# TO DO
(1) In the bfl-asic README, rewrite the paragraph beginning "This project repurposes" as a short bulleted list that keeps its main facts.
(2) Pick up the bfl-asic README after its final line and continue it as the next part of the document.

# PAGE EXCERPT

Skip to content

bshepp/bfl-asic

Repository files navigation

bfl-asic

Communication layer and statistical analysis tools for the Butterfly Labs BF0005G Jalapeno SHA-256 ASIC miner.

This project repurposes a Butterfly Labs BitForce SHA-256 ASIC cryptocurrency miner as a general-purpose cryptographic research platform. Rather than mining, it provides tools for statistical analysis of SHA-256 hash output, iterated hash dynamics exploration, and direct hardware interaction through a layered Python API.

Hardware

  • Device: Butterfly Labs BF0005G Jalapeno (5 GH/s)
  • ASIC: BitForce SHA256 SC 1.0 (Single Chip)
  • Interface: USB serial via FTDI (VID 0x0403, PID 0x6014), 115200 8N1
  • Protocol: ASCII commands (ZGX, ZLX, ZTX, ZDX, ZFX, ZPX) with 60-byte binary work packets
  • Power: 13V DC adapter

The BF0005G Jalapeno ASIC rig, with a sourdough starter beside it
The rig in situ — the BF0005G Jalapeno (left). The sourdough starter really does live right next to it. Click to enlarge.

Installation

pip install -e .

Requires Python 3.10+. Dependencies: pyserial, pyserial-asyncio, click, numpy, scipy, matplotlib.

# DATA RECORDS
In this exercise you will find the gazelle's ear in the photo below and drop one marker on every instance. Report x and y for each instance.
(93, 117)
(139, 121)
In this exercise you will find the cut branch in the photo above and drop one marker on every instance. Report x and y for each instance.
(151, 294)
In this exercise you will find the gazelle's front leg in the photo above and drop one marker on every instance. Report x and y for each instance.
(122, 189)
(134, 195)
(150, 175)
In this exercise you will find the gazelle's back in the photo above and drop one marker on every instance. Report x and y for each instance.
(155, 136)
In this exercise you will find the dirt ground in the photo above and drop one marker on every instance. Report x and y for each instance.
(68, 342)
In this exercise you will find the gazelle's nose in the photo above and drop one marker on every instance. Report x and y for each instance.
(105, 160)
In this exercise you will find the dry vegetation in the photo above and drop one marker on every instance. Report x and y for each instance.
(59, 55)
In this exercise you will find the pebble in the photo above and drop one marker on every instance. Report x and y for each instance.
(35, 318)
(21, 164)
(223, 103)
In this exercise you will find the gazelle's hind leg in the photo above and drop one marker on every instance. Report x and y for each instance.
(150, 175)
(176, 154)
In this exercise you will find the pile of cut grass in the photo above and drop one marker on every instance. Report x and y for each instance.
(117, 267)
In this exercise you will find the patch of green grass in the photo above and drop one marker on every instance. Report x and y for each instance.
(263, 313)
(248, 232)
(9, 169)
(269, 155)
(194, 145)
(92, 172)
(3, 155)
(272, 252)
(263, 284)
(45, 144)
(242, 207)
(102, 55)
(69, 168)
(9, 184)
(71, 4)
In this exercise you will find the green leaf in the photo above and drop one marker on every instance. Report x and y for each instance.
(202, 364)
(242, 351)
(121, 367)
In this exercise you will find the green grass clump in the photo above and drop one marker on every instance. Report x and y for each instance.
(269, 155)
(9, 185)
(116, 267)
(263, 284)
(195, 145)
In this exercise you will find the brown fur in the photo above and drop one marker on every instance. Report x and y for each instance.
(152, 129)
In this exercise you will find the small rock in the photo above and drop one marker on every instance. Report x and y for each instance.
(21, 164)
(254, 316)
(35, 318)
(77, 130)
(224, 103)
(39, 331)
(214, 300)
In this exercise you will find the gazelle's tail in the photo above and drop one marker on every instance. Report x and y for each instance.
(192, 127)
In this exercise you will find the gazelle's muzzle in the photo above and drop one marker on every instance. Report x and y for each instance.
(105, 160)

# TASK-BY-TASK RESULTS
(1)
- Repurposes a Butterfly Labs BitForce SHA-256 ASIC cryptocurrency miner as a general-purpose cryptographic research platform
- Is used for research rather than mining
- Provides tools for statistical analysis of SHA-256 hash output
- Supports exploring iterated hash dynamics
- Allows direct hardware interaction through a layered Python API

(2)
Quick Start

With hardware connected

# Discover devices
bfl-asic discover

# Probe device on COM3
bfl-asic -p COM3 probe

# Read temperature and voltages
bfl-asic -p COM3 temperature

# Benchmark work submission throughput
bfl-asic -p COM3 benchmark --duration 10

Without hardware (simulator)

# All commands work with --simulate or with no --port flag
bfl-asic --simulate probe
bfl-asic --simulate identify
bfl-asic --simulate hash "hello world"

Statistical analysis

# Run SHA-256 statistical analysis (software engine)
bfl-asic stats run --samples 100000 -o snapshot.json --plot

# View saved results
bfl-asic stats report snapshot.json

# Animated visualisation of per-bit bias shrinking as N grows
# (great for an intuitive feel for the law of large numbers)
bfl-asic stats animate-convergence --samples 100000 --frames 60

Iterated hash dynamics

# Run orbit/convergence analysis
bfl-asic dynamics run --seeds 5 --max-iterations 50000 -o dynamics.json

# Generate plots from saved results
bfl-asic dynamics plot dynamics.json

Randomness validation (NIST SP 800-22)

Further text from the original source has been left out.